→ DOCUMENT TEXT

We cross the Las Alpujarras road, descending village alleys and twisted way, past fountains and concrete troughs loaded with geranium clusters of lipstick-red. Sheep and goats ramble sloping paddocks; an ancient olive showing the way, its gnarled trunk striped white and red.
A 10min track falls to the village of Pitres, between stands of walnuts and cherries. Large homes nestle on higher wooded terraces. Chaparrals are scarlet roses, lining cobbled, tinkling channels of cold mountain water, falling to the sister hamlets of Mecina, Mecinella and Fondales; paths through an urban Moorish maze, between odd-angled walls, and finally standing on the Trevelez.
At 1200m, Ferriola emerges from the green of unruly fig thickets. A broken pomegranate tops the gateposts, the symbol of Boabdil’s Granada.
We amble on tessellated grey slate between two walls, under wooden beams and someone’s living room to sip peppermint tea in a shop doorway. A tabby cat sprawls in afternoon sun, among TV aerials, chimney toadstools and straggling rooftop wildflowers.
Past an open trough of a laundry, we find a bar and buy costa in a plastic Coke bottle; a local concoction somewhere between moselle and sherry. Tonight’s lodgings are converted stables – our Swedish hosts living above – whitewashed walls and beams, a low rickety door; winding steps down to a cave-like bedroom, bathroom and rustic sunken kitchen. In the morning I pay Sven and wonder what a Swede is doing way down here. He laughs, and answers in perfect English. “Ah yes, I see…..we are great walkers, and have been many places. ” He tweaks the end of a white pointed beard. “It is the ghosts that keep us here.”
It’s 5mins to La Gaseosa, a fizzy-sweet mineral-water fountain spouting from a blue and yellow mosaic tiles into a concrete basin. Tied twisted twigs make an artwork of a farm stock gate.
At the Busquistar turn, a shale path weaves past dishevelled stone shepherd huts and walls, across dry wild country falling again to the gurgling Trevelez. Ducking under a wooden lintel to enter Moorish ruins; the mill’s walls broken and tumbled down. We share plastic cups of the yellow-brown costa.
In the morning we leave a sleepy Notaez on a goat track across rolling hills, the ground damp, pungent thyme and rosemary crushed underfoot. From here it’s mostly uphill to Castaras, then Nieles, to a flooded crossing and cold feet: the recently swollen Guadalfeo. We arrive in the dark, wet and bedraggled to the welcoming luxury of Alqueria de Morayma. There’s almond soup, pork and lamb; us on wooden stools by crackling log fire and bar. My thoughts settle on Boabdil and his 15yr old bride; the ‘tender Morayma’.
In the morning we wake to sun on shining white walls across the valley, and complaining turkeys penned just outside. Our bus leaves the Cadiar square, by a 16th century Renaissance church. Old men in tweed jackets and ties are lost in conversation and clouds of cigarette smoke. At Ugijar, we’re almost at the end of our quest and our journey’s most eastern reach.
Boabdil was here for less than a year when Isabella – on the advice of her Catholic confessor – banished him from Spain; his people here for another 100yrs, until they too were expelled around 1570, leaving two families of Moors per village to teach newcomers farming and water management.

→ MATERIAL
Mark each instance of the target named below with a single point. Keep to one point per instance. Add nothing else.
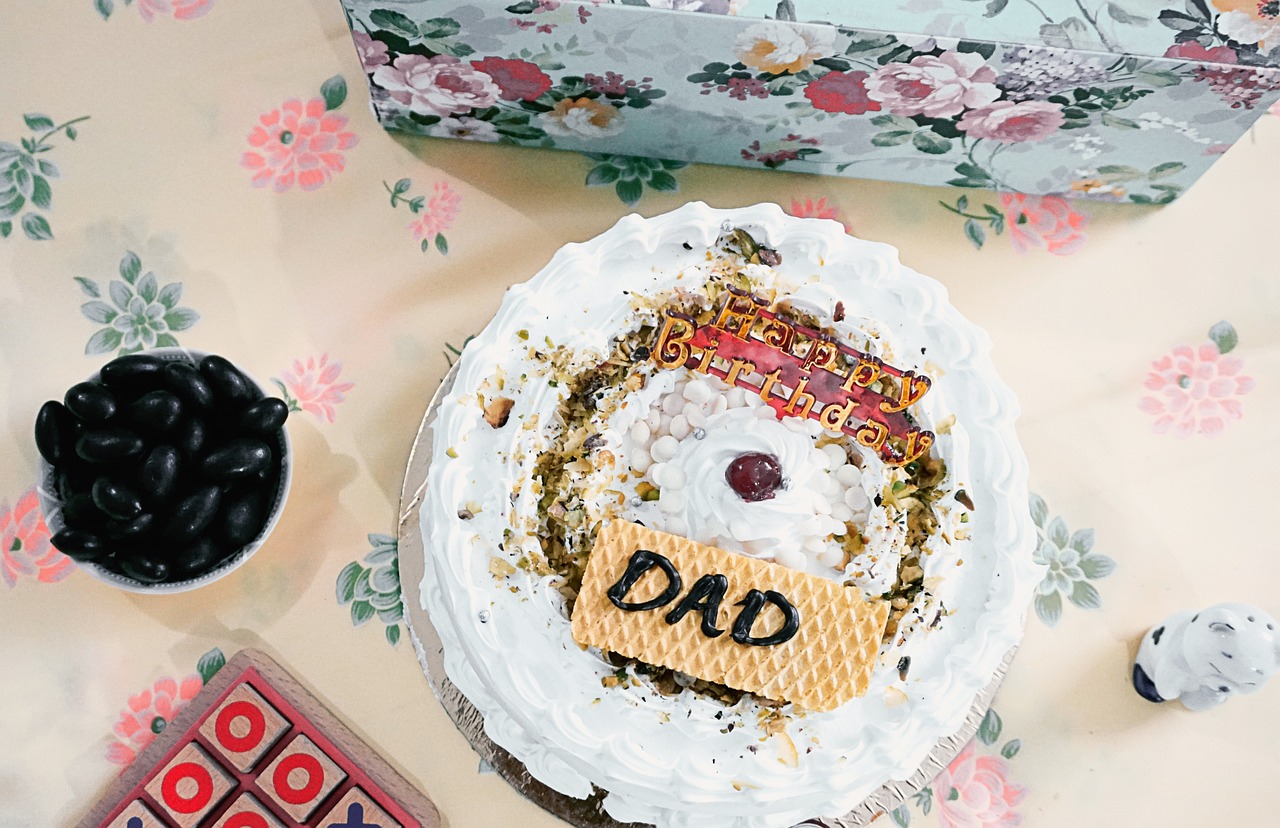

→ TASKS TO CARRY OUT
(a) Copy the travel account from "Boabdil was here" to "and water management.", swapping "water management" for "irrigation".
(b) Name every dish the travel account says was served at Alqueria de Morayma.

→ THE SOLUTIONS
(a)
Boabdil was here for less than a year when Isabella – on the advice of her Catholic confessor – banished him from Spain; his people here for another 100yrs, until they too were expelled around 1570, leaving two families of Moors per village to teach newcomers farming and irrigation.

(b) Almond soup, pork, lamb